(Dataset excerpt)
○ ○ ○ ○ ○

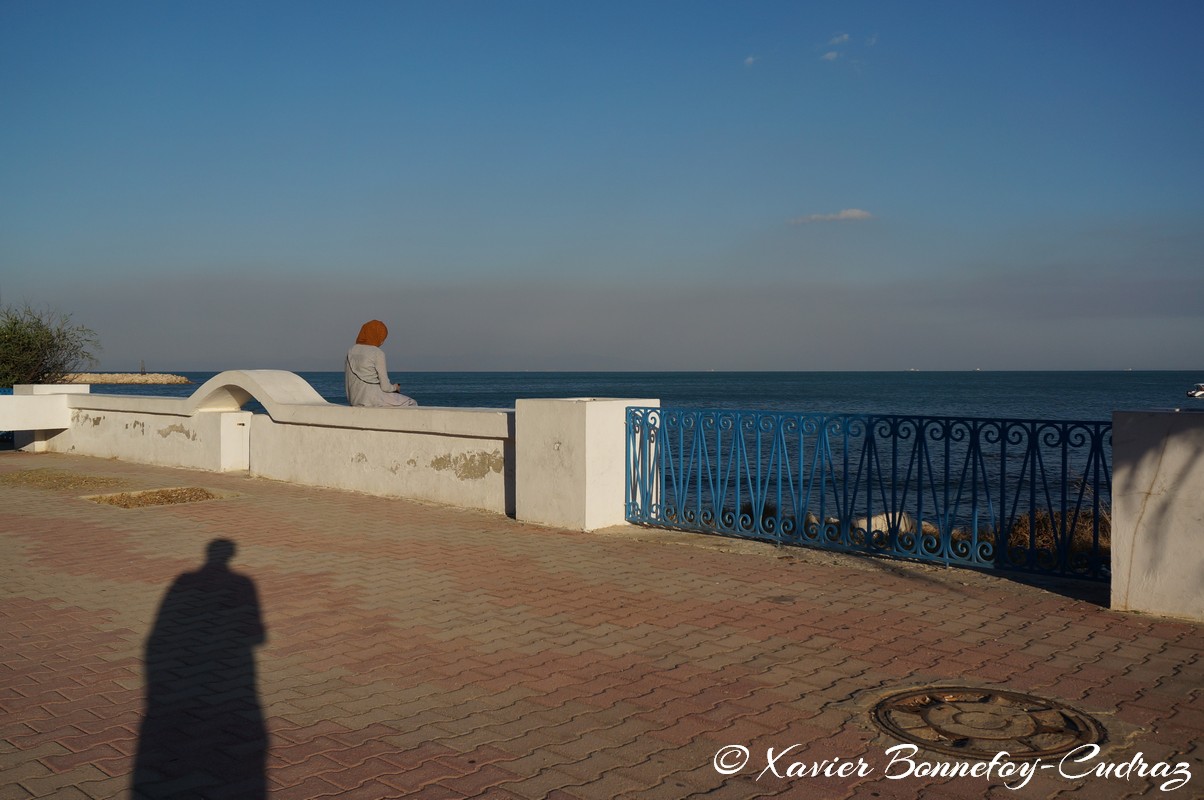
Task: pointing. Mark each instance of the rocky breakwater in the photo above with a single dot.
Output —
(124, 377)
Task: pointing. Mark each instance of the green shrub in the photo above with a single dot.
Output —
(41, 346)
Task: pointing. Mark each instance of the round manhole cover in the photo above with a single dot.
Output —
(980, 723)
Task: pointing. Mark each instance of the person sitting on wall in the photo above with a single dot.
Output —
(365, 376)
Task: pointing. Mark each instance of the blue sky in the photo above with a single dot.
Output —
(585, 186)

○ ○ ○ ○ ○

Put every line of the material above into a numbered list, skipping blank lines and leaving out the pictures.

1. Task: pointing. Mark each instance of the rocky breakwater in the photo above with a single dot.
2. Output —
3. (124, 377)
4. Task: pointing. Mark each instance of the green shrub in the photo above with a single dot.
5. Output —
6. (41, 346)
7. Task: pointing. Mark each instance of the round manhole cover in the photo above with a single dot.
8. Output —
9. (980, 723)
10. Task: pointing. Mark each instance of the person sitting on wall in the photo above with a single dot.
11. Output —
12. (365, 376)
13. Task: pointing. Mark each instance of the blue sky in the photo above with a single dot.
14. Output —
15. (585, 186)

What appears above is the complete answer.